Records
##########

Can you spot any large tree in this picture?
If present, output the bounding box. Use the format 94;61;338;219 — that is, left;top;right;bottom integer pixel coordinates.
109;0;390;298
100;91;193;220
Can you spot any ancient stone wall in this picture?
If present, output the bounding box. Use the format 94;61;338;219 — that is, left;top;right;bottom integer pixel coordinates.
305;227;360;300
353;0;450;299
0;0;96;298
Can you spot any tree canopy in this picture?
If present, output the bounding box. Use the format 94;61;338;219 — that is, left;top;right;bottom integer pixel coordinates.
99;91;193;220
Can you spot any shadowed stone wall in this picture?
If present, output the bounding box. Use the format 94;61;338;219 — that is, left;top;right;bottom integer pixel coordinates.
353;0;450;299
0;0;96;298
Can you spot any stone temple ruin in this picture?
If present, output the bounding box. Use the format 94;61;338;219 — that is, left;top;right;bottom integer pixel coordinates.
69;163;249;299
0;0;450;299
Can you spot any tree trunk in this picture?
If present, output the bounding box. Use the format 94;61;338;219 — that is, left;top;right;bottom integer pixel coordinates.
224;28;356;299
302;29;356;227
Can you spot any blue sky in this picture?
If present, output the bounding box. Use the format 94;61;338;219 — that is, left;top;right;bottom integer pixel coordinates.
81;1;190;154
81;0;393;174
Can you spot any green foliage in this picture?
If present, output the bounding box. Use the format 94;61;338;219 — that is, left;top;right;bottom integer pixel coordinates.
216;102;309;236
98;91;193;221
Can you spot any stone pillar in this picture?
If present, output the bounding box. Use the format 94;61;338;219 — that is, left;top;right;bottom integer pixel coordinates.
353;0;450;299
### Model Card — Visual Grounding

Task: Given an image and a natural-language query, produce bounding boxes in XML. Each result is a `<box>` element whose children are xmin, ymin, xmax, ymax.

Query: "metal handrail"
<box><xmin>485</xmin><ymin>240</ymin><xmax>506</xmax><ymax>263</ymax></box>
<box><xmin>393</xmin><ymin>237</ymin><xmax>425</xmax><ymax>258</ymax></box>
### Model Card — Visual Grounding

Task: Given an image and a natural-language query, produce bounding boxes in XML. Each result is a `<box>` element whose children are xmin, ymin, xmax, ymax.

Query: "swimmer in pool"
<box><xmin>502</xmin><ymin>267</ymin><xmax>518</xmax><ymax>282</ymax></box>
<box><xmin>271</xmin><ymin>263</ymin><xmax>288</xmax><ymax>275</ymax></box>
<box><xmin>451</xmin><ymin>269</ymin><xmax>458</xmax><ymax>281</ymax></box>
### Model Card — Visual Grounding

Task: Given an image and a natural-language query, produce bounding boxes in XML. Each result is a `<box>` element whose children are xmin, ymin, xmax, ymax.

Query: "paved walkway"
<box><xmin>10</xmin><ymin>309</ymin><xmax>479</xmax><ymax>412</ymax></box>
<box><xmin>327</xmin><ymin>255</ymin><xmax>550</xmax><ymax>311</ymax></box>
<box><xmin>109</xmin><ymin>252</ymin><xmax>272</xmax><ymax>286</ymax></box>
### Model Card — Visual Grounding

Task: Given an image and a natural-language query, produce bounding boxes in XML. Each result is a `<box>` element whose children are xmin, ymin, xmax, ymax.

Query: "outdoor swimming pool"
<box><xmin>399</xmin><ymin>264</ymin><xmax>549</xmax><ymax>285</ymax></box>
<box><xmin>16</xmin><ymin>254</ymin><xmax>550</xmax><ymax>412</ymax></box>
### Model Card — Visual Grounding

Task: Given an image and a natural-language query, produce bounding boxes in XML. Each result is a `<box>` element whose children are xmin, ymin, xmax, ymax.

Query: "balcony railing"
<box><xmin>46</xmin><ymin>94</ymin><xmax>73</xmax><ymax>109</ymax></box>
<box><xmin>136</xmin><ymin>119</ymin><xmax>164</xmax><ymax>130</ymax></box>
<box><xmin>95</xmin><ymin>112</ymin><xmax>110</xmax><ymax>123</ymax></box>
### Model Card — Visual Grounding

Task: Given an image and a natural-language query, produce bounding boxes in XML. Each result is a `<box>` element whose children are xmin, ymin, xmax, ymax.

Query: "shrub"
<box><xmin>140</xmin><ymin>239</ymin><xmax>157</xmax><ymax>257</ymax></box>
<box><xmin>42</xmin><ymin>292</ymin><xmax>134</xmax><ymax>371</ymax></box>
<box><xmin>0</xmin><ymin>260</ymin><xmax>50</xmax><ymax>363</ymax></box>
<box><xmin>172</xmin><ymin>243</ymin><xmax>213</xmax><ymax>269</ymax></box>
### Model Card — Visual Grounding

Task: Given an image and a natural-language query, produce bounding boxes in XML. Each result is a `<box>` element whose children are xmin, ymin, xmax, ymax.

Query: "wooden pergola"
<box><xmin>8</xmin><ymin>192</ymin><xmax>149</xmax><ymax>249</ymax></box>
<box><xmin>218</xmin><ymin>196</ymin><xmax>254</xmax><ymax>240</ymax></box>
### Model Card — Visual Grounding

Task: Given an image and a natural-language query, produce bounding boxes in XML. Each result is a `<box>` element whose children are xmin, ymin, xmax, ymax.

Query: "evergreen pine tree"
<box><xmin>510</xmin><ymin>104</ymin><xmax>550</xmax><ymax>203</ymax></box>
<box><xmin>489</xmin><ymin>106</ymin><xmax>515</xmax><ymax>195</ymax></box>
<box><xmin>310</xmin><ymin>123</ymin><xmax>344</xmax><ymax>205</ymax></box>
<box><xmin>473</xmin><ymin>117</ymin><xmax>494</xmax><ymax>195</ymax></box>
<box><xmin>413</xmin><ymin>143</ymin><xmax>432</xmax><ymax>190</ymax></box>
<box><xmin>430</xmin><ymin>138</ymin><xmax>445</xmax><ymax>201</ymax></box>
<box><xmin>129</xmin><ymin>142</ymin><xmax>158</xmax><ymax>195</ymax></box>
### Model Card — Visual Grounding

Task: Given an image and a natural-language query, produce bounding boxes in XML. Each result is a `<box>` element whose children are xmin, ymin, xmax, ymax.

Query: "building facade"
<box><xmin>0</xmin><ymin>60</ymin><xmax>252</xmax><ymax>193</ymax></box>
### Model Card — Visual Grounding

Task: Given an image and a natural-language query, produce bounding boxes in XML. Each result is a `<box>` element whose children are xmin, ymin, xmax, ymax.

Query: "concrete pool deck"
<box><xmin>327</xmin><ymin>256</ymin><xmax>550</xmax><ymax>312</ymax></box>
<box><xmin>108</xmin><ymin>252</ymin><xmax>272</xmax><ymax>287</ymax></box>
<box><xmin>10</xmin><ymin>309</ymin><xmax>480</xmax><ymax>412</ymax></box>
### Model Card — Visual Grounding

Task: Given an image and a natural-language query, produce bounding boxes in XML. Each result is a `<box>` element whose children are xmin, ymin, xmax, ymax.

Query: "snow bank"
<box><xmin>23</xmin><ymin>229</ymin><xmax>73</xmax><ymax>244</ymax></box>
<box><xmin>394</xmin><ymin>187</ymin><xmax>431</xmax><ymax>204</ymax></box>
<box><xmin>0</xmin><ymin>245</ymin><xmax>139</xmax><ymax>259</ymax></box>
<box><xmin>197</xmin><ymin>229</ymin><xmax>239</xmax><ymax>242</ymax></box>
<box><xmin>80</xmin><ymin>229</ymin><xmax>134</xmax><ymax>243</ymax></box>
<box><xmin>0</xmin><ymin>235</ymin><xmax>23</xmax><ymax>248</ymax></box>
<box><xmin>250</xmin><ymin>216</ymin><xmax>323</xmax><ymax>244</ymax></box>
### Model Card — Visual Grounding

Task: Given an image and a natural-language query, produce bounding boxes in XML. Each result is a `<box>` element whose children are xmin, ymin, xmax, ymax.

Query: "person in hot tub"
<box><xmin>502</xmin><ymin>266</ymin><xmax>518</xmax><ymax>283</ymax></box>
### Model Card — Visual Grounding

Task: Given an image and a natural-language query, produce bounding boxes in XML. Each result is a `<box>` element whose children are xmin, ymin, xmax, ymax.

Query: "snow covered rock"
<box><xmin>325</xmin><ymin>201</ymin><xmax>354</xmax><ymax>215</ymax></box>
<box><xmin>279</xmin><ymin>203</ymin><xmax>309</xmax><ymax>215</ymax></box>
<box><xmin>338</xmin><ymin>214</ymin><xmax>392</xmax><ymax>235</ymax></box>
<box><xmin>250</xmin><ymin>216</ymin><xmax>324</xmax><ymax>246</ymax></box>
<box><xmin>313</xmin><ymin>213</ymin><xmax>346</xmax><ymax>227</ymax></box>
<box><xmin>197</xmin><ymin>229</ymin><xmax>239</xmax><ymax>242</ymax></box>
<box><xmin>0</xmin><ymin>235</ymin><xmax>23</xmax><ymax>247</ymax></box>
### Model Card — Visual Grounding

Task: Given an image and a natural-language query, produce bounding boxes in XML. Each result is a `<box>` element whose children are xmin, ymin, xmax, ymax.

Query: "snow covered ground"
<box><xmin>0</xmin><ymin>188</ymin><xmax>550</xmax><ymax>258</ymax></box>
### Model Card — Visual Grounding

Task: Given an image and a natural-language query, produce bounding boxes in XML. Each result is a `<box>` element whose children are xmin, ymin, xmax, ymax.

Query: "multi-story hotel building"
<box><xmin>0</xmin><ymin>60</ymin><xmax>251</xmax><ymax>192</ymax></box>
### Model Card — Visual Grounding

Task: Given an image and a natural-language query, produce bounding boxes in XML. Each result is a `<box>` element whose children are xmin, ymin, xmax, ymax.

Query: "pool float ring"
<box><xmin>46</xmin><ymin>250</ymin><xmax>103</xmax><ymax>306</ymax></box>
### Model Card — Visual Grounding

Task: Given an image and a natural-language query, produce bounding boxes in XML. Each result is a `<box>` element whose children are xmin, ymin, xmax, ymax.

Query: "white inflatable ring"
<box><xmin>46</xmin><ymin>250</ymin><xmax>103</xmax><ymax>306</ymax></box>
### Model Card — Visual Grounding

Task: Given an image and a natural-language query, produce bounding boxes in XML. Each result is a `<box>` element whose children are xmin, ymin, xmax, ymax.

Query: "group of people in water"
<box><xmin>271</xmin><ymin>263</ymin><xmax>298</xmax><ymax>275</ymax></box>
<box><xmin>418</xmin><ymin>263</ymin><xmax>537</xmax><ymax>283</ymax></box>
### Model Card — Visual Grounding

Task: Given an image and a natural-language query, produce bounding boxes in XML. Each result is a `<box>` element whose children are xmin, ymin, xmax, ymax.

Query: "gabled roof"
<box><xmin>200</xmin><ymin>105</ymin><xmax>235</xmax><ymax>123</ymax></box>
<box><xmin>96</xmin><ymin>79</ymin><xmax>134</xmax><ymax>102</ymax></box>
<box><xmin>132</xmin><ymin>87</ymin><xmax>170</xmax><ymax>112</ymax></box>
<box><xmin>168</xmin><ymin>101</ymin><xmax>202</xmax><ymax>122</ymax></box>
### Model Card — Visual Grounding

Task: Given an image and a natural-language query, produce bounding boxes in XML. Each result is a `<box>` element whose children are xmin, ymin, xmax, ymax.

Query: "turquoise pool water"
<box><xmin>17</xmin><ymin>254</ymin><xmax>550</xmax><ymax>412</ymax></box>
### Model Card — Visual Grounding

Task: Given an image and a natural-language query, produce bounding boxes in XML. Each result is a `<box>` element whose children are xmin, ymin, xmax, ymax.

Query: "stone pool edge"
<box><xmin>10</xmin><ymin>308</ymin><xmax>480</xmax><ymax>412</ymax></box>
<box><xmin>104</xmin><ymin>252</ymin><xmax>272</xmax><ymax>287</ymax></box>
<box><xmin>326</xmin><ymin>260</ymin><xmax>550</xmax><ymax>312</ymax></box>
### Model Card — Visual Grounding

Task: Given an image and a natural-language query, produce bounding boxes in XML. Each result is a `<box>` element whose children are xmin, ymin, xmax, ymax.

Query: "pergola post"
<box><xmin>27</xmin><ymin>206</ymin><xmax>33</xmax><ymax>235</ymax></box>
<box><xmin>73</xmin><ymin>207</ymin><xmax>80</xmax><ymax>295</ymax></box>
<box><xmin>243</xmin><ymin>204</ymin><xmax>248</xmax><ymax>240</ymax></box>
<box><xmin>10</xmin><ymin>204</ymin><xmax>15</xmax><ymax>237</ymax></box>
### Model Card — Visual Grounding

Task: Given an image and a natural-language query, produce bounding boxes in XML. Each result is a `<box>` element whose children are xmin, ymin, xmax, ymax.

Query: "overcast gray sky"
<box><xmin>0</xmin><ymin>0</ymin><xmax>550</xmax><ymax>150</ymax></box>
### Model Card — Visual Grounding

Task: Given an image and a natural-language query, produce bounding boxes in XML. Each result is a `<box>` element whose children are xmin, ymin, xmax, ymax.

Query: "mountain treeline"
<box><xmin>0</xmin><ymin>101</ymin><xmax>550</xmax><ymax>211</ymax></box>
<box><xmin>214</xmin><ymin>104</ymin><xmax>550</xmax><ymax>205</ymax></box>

##########

> Task details
Count the lines of the records above that contain the string "building" and give only that number.

> Exercise result
2